Copy the material below line for line, leaving out the pictures.

Given information
┌──
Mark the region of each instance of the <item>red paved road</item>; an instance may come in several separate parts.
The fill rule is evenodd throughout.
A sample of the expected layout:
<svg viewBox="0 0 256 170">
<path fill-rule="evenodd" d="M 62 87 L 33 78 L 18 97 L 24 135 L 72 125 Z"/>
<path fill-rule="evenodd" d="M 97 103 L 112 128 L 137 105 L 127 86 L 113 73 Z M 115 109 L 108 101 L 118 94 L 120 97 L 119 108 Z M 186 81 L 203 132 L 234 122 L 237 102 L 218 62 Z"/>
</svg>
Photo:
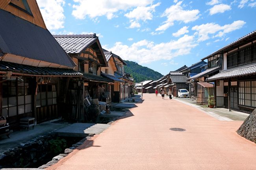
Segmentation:
<svg viewBox="0 0 256 170">
<path fill-rule="evenodd" d="M 242 122 L 219 121 L 154 94 L 143 98 L 134 116 L 48 169 L 256 169 L 256 144 L 236 132 Z"/>
</svg>

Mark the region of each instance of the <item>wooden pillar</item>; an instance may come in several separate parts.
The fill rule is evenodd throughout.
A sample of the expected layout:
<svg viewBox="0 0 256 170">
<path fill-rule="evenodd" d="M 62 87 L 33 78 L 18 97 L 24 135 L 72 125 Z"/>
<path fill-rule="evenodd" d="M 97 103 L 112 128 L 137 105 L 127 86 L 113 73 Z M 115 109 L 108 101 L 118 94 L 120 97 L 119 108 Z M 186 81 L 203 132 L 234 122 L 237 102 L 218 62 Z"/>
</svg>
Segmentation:
<svg viewBox="0 0 256 170">
<path fill-rule="evenodd" d="M 214 81 L 214 103 L 215 103 L 215 108 L 217 107 L 217 81 L 215 80 Z"/>
<path fill-rule="evenodd" d="M 0 81 L 2 80 L 3 78 L 0 77 Z M 2 83 L 0 83 L 0 116 L 2 116 L 2 101 L 3 100 L 3 94 L 2 93 Z"/>
<path fill-rule="evenodd" d="M 230 88 L 231 87 L 231 82 L 230 82 L 230 80 L 228 79 L 228 111 L 231 111 L 231 109 L 230 109 Z"/>
</svg>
└──
Exercise result
Mark the region of each instance of the <item>red paved road</item>; an instance may come in several separate parts.
The fill rule is evenodd throughout.
A sample of the expected layout:
<svg viewBox="0 0 256 170">
<path fill-rule="evenodd" d="M 62 87 L 33 78 L 18 97 L 24 135 L 72 125 Z"/>
<path fill-rule="evenodd" d="M 97 103 L 112 128 L 137 105 L 127 86 L 113 73 Z M 115 109 L 108 101 L 118 94 L 120 97 L 119 108 Z M 186 81 L 203 132 L 234 122 L 237 102 L 218 62 Z"/>
</svg>
Photo:
Segmentation:
<svg viewBox="0 0 256 170">
<path fill-rule="evenodd" d="M 242 122 L 219 121 L 154 94 L 143 98 L 134 116 L 48 169 L 256 169 L 256 144 L 236 132 Z"/>
</svg>

Mark the region of each instance of the <item>wooden pillar</item>; an instance may come in several separate parts.
The fill rule is evenodd throughout.
A sample of the expected layout:
<svg viewBox="0 0 256 170">
<path fill-rule="evenodd" d="M 62 87 L 33 78 L 18 97 L 24 135 L 72 125 Z"/>
<path fill-rule="evenodd" d="M 97 103 L 112 128 L 137 105 L 127 86 L 113 73 Z M 115 109 L 108 101 L 118 94 L 120 97 L 119 108 Z M 186 81 L 203 132 L 234 122 L 237 102 L 218 62 Z"/>
</svg>
Segmentation:
<svg viewBox="0 0 256 170">
<path fill-rule="evenodd" d="M 214 81 L 214 103 L 215 103 L 215 108 L 217 107 L 217 81 L 215 80 Z"/>
<path fill-rule="evenodd" d="M 0 81 L 2 80 L 3 78 L 0 77 Z M 2 83 L 0 83 L 0 116 L 2 116 L 2 101 L 3 100 L 3 94 L 2 93 Z"/>
<path fill-rule="evenodd" d="M 230 88 L 231 87 L 231 82 L 230 82 L 230 80 L 228 79 L 228 111 L 231 111 L 231 109 L 230 109 Z"/>
</svg>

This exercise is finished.